Material for this exercise:
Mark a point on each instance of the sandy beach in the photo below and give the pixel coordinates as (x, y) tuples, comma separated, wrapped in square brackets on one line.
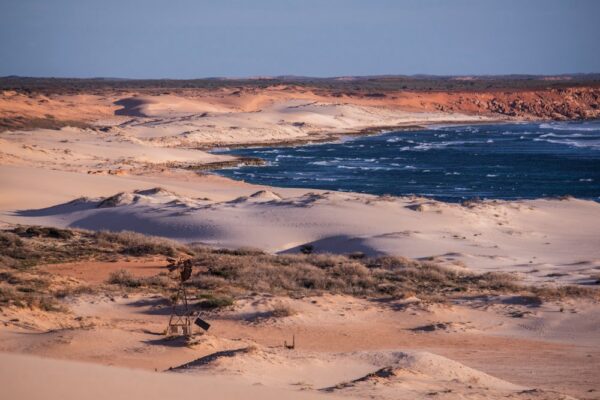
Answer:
[(125, 160)]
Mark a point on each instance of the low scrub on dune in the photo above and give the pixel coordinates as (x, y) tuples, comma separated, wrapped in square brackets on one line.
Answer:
[(221, 275), (305, 274), (25, 247)]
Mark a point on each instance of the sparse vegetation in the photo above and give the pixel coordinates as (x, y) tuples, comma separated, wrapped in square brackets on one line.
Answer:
[(25, 247), (221, 275)]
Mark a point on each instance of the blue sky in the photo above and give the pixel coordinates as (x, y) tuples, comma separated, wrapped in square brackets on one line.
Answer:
[(194, 38)]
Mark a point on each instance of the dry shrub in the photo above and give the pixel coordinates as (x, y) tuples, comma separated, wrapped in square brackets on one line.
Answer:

Objective: Rewrite every line of the items above as a Markdown table with two columns, "Row" for the row number and "Item line" for the line itself. Leave out blank lines and the picture.

Written answer:
| Row | Item line |
|---|---|
| 1 | Mark a point on each instance of the sandy beach in the photo below and give the pixel coordinates as (x, y) tuples, comma separated, wrapped in square brackets on one line. |
| 2 | Answer: |
| 3 | [(125, 160)] |
| 4 | Mark a point on each instance of the low scrub on dune in the photo above and give the pixel coordinates as (x, y) tuples, comma separated, wrapped in square brackets on one line. |
| 5 | Answer: |
| 6 | [(221, 275), (305, 274), (25, 247)] |
| 7 | Mark a point on each instance of the sparse vegetation in the photo above and give the pixel coordinates as (x, y) tuples, comma separated, wrapped in square brackets on one line. |
| 8 | Answer: |
| 9 | [(25, 247), (221, 275)] |
| 10 | Mark a point on each instance of the blue sky in the photo above and give the pixel coordinates as (x, y) tuples, comma separated, wrapped in square brackets on one line. |
| 11 | Answer: |
| 12 | [(194, 38)] |
| 13 | Mark a point on each instance of the dry shrub in the photo above and give the pixel coordinates as (x, y) tuples, comma separated, wrapped in square brackets on one line. |
| 14 | Answer: |